(Short task a): From the homeschool planning comments below, list every person who is named.

(Quoted passage):
How are you coming along planning? I wish for peaceful planning for you!
I think the best ways to get your early planning going is to see where you can combine children in blocks or topics, gather your resources, and just begin. Where is the wonder and activity, and where is the skill progression for the upper grades? I would to hear from you how you are doing!
What an inspiring post! I was unable to attend the Waldorf Homeschool Conference in person, but I registered and am eagerly waiting for the recordings of the sessions! I have been planning, too, but the end of this year has had an intense surge, so my planning so far has been more of the dreamy, brainstorming variety. We school through a charter that we love and a couple of the classes that are being offered this coming year are going to offer shape to our learning a little differently than I might plan if we were flying solo. I am very accepting of this, but it does make my plans look a little different than many. We also got a little behind last school year, so I brought history blocks forward into this year so I am going to need to consolidate or roll history forward again, to stay in line. I really enjoy planning as long as I don’t reach for too many resources or over-think too much, which is so easy to do!
Thank you, Nicola! I hope you especially enjoy my math session; it was my favorite one to do. 🙂 I think the main picture is to look at developmental themes and see what can be brought in that way to satisfy the Waldorf part of you. ❤ I will be looking forward to hearing your plans!
Carrie, I definitely look at the developmental needs of each stage/age. I think the key is to hold those in my mind and heart as I choose materials that resonate for me/my family and speak to each child. I have now listened to both your math session and your 6-8 grades session. Both were outstanding! Your math session resonates so much with the approach I have taken/shifted to in recent years, as I feel we are “late” with math, leftover from a transition from school to homeschool. I am currently reading Let’s Play Math by Denise Gaskins, which is right in line with so much of what you were saying about how we look at math and interact with math daily. Is there any way to get the notes/print outs that you intended to hand out to those there in person?

(Given records):

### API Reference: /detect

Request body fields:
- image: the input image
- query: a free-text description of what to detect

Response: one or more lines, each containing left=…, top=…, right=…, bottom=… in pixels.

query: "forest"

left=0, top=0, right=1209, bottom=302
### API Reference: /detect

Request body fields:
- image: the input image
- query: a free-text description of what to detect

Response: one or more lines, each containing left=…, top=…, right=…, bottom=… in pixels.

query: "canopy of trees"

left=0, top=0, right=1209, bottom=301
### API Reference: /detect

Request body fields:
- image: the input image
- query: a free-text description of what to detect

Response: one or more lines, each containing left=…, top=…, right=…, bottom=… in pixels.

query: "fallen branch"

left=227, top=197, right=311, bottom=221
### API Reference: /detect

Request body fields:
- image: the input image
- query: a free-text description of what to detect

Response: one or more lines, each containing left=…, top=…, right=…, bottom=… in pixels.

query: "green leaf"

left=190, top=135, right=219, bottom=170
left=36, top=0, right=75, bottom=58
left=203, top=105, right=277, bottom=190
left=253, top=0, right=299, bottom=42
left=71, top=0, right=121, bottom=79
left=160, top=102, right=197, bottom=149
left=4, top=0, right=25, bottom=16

(Short task b): Transcribe the stretch of the records from the start of the records through the line containing "left=227, top=197, right=311, bottom=221".

(Worked solution a):
Nicola
Carrie
Denise Gaskins

(Worked solution b):
### API Reference: /detect

Request body fields:
- image: the input image
- query: a free-text description of what to detect

Response: one or more lines, each containing left=…, top=…, right=…, bottom=… in pixels.

query: "forest"

left=0, top=0, right=1209, bottom=302
### API Reference: /detect

Request body fields:
- image: the input image
- query: a free-text description of what to detect

Response: one or more lines, each containing left=…, top=…, right=…, bottom=… in pixels.

query: "canopy of trees"

left=0, top=0, right=1209, bottom=301
### API Reference: /detect

Request body fields:
- image: the input image
- query: a free-text description of what to detect

Response: one or more lines, each containing left=…, top=…, right=…, bottom=… in pixels.

query: "fallen branch"

left=227, top=197, right=311, bottom=221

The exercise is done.